*Task directions:* Please copy out the listing below in full and exactly.

*Given records:*
··········
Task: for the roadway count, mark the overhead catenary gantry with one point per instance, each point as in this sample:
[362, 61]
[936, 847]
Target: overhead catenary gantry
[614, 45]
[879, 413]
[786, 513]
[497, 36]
··········
*Answer section:*
Task: for the roadway count, mark the overhead catenary gantry with one point per instance, each point as in this sample:
[362, 61]
[936, 847]
Target: overhead catenary gantry
[614, 45]
[879, 413]
[786, 513]
[497, 36]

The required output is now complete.